-- begin Quoted passage --

It can now spend all the money it wants to to drown out any competing political message, spend all the money it wants to buy ads to smear and swiftboat candidates it doesn’t like…or that are a threat to it, The Ruling Class can now effectively spend all the money it wants….to do anything it wants, at any time politically. Or at least it will be when The Ruling Classes lawyers get done with reinterpreting the ruling the way The Ruling Class wants it interpreted.

This is just a HUGE blow to the notion that The People run this country.

There has always, at least since the beginning of mass communication through newspapers, been a war of Money vs The People in politics. The Ruling Class just won a HUGE battle in that war, which at this point can only be labeled as a Class War (Even though the Ruling Class has used its influence to try to effectively ‘ban’ the term Class War from the public discourse.)

This decision takes that war to a new level. But just as with all of the manipulations and corruption that are taking place in our government and courts right now, the naked buying of Congress by the InsCos in the HCR process being the most glaring….this one is right out in the open, for all to see. But just as with all of the engineered divides that separate The People from the Right to run their own government, it is also hidden. Hidden in so far as that there is not a PERSON deeply subverting democracy, but a faceless and nameless group of people, hiding behind the legal fiction of corporate personhood, that is deeply subverting American democracy.

Subverting democracy…by outright buying it.

-- end Quoted passage --
-- begin Data supplied --

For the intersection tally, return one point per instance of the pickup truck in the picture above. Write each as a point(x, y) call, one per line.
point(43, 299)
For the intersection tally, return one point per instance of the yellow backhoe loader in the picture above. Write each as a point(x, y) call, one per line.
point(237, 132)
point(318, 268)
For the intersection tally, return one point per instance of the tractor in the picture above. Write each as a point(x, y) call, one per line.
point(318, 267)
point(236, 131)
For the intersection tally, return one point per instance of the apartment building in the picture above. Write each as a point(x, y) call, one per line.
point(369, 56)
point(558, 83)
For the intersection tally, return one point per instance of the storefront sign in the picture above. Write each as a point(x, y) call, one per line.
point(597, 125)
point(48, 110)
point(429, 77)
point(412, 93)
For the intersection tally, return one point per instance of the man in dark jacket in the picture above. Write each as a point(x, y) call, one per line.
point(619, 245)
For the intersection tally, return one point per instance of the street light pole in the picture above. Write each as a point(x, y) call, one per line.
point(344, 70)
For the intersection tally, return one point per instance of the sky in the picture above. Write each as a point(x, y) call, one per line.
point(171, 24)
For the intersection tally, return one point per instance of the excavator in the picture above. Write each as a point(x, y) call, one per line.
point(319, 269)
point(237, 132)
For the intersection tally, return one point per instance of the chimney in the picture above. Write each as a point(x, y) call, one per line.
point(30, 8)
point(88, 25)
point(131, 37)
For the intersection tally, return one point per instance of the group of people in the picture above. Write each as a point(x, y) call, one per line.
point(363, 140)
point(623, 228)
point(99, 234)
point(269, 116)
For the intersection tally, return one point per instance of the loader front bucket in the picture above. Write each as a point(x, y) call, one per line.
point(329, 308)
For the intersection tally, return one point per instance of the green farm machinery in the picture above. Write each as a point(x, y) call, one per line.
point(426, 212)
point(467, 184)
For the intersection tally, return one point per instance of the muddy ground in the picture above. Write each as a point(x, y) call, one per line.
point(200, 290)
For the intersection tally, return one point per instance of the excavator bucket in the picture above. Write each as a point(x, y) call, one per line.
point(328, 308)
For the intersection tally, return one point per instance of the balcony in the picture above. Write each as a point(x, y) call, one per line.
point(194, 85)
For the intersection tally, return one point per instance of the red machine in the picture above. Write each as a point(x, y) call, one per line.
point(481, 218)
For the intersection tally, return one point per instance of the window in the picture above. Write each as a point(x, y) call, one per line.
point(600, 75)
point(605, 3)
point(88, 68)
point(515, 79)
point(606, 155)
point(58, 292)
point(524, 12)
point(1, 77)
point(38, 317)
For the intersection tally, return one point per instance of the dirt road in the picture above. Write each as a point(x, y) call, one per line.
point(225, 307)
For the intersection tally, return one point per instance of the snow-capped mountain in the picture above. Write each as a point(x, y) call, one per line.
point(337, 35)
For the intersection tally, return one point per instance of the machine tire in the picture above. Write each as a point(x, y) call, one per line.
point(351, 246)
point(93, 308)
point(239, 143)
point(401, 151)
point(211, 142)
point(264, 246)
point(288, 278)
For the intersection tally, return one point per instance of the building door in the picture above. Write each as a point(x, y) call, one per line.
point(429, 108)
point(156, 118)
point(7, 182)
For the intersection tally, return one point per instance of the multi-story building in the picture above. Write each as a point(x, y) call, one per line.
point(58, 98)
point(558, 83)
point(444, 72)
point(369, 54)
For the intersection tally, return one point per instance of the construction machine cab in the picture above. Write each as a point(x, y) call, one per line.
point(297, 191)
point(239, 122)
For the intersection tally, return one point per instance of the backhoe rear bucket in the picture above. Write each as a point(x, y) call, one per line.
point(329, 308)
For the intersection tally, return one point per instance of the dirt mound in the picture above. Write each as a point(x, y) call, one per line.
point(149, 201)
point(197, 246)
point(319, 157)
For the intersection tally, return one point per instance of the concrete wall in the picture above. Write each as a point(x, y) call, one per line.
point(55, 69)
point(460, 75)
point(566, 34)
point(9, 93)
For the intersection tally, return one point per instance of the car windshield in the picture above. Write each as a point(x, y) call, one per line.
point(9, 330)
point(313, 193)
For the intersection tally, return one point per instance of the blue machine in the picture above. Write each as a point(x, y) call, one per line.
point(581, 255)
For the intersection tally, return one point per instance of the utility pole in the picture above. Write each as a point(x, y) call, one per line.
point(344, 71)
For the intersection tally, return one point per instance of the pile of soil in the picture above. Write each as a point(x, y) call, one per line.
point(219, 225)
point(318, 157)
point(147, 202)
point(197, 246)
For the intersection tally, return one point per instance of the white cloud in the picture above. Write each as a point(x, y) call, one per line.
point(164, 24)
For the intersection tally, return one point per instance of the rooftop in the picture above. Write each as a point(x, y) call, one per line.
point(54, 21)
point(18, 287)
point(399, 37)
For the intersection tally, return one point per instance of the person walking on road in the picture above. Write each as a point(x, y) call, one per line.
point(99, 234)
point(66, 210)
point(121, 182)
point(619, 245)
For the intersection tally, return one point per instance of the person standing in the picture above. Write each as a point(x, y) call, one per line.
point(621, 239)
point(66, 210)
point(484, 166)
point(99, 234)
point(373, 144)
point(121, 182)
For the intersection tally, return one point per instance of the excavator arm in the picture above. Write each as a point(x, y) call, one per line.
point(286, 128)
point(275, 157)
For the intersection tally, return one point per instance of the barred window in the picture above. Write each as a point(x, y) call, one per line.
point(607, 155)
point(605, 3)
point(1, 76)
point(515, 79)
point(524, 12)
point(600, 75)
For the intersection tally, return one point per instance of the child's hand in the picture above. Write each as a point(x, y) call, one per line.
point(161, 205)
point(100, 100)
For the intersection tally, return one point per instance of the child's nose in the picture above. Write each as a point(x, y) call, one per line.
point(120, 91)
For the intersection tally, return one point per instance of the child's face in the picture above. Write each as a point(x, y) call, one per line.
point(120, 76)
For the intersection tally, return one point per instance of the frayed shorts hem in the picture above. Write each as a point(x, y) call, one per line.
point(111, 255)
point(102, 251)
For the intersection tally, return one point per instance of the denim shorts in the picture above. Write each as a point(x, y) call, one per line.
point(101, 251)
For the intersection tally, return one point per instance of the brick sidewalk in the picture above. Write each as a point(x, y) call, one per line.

-- end Data supplied --

= List of tasks =
**1)** Swap "tally" for "count" in the rows, from the line with "of the multi-story" up to and including the line with "point(9, 93)". Return only those lines, with everything else left as is.
**2)** Resume the essay on corporate money in politics, picking up after its last sentence.

= Response list =
**1)**
For the intersection count, return one point per instance of the multi-story building in the picture above. Write each as a point(x, y) call, one per line.
point(58, 98)
point(558, 83)
point(444, 72)
point(369, 54)
For the intersection count, return one point per instance of the construction machine cab in the picture above. Write each as a point(x, y) call, one per line.
point(297, 191)
point(239, 122)
For the intersection count, return one point per instance of the backhoe rear bucket in the picture above. Write each as a point(x, y) call, one per line.
point(329, 308)
For the intersection count, return one point per instance of the dirt mound in the picture above. Write each as a point(x, y) call, one per line.
point(149, 201)
point(197, 246)
point(319, 157)
For the intersection count, return one point per instance of the concrete wall in the picture above. Write each as a point(x, y) call, one per line.
point(55, 69)
point(460, 75)
point(566, 34)
point(9, 93)

**2)**
From Justics Stevens’ dissent (with a big Hat Tip to Adam B)


In the context of election to public office, the distinction between corporate and human speakers is significant. Although they make enormous contributions to our society, corporations are not actually members of it. They cannot vote or run for office. Because they may be managed and controlled by nonresidents, their interests may conflict in fundamental respects with the interests of eligible voters. The financial resources, legal structure,and instrumental orientation of corporations raise legitimate concerns about their role in the electoral process. Our lawmakers have a compelling constitutional basis, if not also a democratic duty, to take measures designed to guard against the potentially deleterious effects of corporate spending in local and national races.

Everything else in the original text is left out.